## LIST OF TASKS
1. Answer these from the birth account, one line each:
(a) Once the forceps were in, how many contractions does the writer recall needing to push the baby out?
(b) At what time and on what date was Nicholas born?
(c) Why was he put on oxygen in the humidicrib?
2. From the birth account, extract the passage starting with "Fortunately, once the" and going on through "concern was me.", copied word for word.
3. List every person the birth account mentions by name.

## PASSAGE SHOWN
══════════

I can honestly say that having the forceps inserted was easily the most painful experience of my life. I was in such agony that I felt like passing out. Poor Anthony became very emotional at seeing me in so much pain. He must have felt so helpless. He later told me that he always wondered how he would cope emotionally if anything ever happened to me, and that it was at this moment he realized how deep his love for me was and all he cared about was me and my safety.

Fortunately, once the forceps were in, the delivery was rather quick. From memory, I think I only needed three or four contractions to push him out. I remember Dr Ganter saying that I still needed to do 90% of the work and he would do 10% pulling so as not to hurt me or the baby. Unfortunately though, it seemed like the contractions were slowing down and even though it probably wasn’t, it felt like twenty minutes between each one.



Nicholas Leonard Rousell was born at 6.10pm on Monday 18th April 2005. He was immediately placed on my chest, and Anthony later told me that my first words were “Oh, my God!”. I looked up at Anthony who had tears streaming down his face, which of course set me off! Dr Ganter asked Anthony if he wanted to cut the umbilical cord, but he said “No, you do it”. He told me he was so overwhelmed by everything that his main concern was me.

We had the midwives take some photos of us with Nicholas whilst he was still on my chest, then he was taken from me and put on oxygen in the humidicrib, as it appeared he had some fluid on his lungs.

══════════

## RECORDS PROVIDED
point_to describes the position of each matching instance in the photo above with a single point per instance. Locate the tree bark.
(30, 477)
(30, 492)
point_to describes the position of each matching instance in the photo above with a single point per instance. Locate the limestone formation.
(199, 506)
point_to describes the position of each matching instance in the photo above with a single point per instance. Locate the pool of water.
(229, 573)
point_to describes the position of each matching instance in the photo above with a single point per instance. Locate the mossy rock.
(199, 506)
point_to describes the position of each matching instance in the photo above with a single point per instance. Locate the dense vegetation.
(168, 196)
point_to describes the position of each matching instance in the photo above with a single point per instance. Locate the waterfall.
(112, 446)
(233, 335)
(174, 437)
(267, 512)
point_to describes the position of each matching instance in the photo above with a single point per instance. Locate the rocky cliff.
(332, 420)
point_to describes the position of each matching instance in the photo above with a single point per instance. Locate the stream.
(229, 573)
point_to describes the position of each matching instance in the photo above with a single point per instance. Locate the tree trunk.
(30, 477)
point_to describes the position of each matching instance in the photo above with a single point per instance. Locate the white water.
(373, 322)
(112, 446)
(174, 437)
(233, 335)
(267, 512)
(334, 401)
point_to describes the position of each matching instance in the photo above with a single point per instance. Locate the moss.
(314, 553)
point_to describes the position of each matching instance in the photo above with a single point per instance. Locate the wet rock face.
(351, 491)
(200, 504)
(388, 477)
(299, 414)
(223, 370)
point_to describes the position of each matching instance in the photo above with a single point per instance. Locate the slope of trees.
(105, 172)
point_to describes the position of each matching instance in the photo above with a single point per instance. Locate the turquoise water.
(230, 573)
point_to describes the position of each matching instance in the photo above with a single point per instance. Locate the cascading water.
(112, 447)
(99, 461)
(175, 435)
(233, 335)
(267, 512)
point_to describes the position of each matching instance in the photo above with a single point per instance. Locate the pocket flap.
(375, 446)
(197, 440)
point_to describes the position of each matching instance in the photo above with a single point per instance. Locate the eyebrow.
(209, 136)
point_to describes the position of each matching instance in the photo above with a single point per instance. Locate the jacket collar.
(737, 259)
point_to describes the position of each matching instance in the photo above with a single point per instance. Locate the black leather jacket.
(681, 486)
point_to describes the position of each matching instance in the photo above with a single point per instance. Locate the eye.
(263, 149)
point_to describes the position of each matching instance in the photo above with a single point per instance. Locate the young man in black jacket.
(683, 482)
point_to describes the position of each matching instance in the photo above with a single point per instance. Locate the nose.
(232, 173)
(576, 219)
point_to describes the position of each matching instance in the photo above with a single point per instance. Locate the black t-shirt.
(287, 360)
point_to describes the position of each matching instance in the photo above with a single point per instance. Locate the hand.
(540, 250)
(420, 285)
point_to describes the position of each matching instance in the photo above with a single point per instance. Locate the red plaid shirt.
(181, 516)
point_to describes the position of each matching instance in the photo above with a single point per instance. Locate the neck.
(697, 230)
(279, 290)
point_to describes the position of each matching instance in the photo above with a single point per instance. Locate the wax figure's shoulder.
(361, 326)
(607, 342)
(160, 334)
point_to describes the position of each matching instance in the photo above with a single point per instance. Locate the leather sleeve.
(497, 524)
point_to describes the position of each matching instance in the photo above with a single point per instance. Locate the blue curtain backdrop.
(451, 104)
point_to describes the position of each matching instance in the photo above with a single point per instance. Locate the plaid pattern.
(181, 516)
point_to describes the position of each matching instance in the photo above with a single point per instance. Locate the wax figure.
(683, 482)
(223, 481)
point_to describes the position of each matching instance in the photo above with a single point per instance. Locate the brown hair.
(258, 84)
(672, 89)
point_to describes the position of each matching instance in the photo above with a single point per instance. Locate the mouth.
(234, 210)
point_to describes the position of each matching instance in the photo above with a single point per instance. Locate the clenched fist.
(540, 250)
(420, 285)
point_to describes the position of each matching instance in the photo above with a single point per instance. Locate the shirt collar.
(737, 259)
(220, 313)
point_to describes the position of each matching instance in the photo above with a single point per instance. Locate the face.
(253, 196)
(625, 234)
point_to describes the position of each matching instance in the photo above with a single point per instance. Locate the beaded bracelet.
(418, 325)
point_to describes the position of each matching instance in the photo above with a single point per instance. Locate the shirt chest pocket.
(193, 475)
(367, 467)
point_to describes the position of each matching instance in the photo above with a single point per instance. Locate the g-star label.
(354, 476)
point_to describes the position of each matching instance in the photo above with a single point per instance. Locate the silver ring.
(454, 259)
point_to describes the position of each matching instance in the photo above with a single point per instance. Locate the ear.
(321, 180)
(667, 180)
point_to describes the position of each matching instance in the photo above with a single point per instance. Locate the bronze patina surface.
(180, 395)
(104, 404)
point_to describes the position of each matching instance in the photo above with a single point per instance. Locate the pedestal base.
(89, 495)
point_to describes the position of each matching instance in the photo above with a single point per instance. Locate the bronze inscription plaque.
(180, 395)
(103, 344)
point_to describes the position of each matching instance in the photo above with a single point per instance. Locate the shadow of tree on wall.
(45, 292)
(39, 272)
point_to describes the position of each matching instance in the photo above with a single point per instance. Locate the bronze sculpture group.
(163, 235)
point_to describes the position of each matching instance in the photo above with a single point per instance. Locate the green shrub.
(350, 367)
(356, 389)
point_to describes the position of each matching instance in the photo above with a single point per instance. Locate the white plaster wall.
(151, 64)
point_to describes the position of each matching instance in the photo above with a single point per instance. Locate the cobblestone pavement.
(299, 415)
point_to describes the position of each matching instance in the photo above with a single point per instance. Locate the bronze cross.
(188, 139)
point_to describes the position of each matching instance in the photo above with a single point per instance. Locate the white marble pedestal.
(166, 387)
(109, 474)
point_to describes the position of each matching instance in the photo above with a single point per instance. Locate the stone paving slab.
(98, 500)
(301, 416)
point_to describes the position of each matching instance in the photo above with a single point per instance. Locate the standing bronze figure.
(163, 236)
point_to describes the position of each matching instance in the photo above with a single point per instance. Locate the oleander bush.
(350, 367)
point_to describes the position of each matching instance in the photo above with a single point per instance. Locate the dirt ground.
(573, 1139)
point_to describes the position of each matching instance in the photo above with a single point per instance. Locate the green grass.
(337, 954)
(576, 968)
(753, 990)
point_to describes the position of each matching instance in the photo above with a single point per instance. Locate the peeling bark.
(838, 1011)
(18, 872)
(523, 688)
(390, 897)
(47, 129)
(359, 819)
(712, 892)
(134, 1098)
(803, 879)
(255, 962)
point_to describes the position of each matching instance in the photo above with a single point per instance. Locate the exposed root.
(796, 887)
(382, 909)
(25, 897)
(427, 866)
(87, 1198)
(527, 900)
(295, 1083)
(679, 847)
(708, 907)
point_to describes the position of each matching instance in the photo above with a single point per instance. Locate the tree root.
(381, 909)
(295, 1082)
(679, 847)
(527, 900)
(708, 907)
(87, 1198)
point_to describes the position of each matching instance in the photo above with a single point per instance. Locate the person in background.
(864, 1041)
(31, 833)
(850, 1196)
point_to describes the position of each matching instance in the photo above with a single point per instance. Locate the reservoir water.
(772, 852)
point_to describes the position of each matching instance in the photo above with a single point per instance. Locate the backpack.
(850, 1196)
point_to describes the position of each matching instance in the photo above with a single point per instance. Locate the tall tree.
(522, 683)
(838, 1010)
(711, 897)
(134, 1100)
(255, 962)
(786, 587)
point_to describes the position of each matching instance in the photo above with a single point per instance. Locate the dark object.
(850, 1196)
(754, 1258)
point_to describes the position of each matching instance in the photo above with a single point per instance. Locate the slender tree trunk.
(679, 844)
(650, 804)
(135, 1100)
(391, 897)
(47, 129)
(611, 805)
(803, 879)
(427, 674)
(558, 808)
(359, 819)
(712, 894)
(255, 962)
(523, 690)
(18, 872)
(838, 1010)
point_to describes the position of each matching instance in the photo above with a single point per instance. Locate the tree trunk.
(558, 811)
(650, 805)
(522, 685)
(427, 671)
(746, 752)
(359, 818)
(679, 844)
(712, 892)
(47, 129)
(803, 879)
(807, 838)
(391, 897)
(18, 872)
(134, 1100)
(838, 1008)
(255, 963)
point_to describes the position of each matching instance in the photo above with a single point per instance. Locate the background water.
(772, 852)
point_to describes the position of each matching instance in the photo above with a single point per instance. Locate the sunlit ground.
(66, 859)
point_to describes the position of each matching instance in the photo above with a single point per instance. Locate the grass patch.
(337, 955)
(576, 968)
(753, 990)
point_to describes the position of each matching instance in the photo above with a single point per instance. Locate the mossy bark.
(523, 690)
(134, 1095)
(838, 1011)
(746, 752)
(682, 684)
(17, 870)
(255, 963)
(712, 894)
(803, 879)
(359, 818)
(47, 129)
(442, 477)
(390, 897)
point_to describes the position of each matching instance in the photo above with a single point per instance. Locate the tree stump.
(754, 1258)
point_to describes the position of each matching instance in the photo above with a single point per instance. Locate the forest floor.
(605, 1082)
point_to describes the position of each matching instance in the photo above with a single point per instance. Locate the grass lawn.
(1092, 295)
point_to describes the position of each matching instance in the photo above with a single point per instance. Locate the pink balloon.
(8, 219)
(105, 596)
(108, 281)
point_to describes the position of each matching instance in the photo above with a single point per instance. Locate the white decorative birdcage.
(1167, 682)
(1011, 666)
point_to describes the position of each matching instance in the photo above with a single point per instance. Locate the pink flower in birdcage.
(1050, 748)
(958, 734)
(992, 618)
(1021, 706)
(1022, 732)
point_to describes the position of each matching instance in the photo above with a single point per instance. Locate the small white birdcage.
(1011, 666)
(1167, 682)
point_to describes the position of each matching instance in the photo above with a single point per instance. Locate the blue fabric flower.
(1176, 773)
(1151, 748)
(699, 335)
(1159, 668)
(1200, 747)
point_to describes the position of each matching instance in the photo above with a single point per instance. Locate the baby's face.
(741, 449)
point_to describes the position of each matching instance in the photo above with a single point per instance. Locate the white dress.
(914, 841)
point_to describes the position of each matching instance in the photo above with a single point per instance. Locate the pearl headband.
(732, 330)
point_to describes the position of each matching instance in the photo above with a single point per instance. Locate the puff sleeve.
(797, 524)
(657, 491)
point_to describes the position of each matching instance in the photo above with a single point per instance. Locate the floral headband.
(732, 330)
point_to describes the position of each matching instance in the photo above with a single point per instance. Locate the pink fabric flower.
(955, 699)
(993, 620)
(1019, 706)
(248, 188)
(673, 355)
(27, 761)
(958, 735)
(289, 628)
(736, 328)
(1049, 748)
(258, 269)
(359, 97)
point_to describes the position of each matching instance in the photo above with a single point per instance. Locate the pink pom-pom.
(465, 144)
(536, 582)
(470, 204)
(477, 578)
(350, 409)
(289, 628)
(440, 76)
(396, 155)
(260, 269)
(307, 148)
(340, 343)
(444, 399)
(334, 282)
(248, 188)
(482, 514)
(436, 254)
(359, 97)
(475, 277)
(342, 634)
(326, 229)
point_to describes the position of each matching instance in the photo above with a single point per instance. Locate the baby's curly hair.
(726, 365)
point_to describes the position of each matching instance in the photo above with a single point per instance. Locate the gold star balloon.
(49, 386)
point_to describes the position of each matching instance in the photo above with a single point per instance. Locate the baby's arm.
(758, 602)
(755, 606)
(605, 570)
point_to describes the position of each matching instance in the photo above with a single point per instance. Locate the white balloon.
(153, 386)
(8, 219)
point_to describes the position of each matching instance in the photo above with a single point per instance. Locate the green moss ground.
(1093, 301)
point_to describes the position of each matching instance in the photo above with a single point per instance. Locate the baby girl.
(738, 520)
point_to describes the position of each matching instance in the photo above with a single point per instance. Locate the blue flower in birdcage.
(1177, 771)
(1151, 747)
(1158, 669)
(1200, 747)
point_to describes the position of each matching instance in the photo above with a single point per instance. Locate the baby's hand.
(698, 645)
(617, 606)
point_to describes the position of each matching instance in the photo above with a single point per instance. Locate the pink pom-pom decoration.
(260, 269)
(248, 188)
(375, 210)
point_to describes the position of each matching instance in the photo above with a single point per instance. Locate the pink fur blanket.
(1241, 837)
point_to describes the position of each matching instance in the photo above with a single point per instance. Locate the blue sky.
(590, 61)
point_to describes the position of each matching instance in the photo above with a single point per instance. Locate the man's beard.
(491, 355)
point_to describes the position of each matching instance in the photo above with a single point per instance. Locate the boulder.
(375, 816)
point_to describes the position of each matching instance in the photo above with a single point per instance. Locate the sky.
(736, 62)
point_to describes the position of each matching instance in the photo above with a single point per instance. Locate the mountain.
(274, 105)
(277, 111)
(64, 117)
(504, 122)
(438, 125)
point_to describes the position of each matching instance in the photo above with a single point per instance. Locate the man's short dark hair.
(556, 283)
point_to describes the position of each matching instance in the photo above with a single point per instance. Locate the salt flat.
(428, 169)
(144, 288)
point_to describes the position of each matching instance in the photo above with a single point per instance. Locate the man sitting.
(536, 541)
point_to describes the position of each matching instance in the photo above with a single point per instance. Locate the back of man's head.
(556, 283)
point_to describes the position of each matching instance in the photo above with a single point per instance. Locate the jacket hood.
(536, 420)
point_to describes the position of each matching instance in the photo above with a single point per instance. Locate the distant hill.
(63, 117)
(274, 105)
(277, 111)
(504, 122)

══════════

## ANSWERS BELOW
1.
(a) Three or four.
(b) 6.10pm on Monday 18th April 2005.
(c) It appeared he had some fluid on his lungs.

2.
Fortunately, once the forceps were in, the delivery was rather quick. From memory, I think I only needed three or four contractions to push him out. I remember Dr Ganter saying that I still needed to do 90% of the work and he would do 10% pulling so as not to hurt me or the baby. Unfortunately though, it seemed like the contractions were slowing down and even though it probably wasn’t, it felt like twenty minutes between each one.



Nicholas Leonard Rousell was born at 6.10pm on Monday 18th April 2005. He was immediately placed on my chest, and Anthony later told me that my first words were “Oh, my God!”. I looked up at Anthony who had tears streaming down his face, which of course set me off! Dr Ganter asked Anthony if he wanted to cut the umbilical cord, but he said “No, you do it”. He told me he was so overwhelmed by everything that his main concern was me.

3.
Anthony
Dr Ganter
Nicholas Leonard Rousell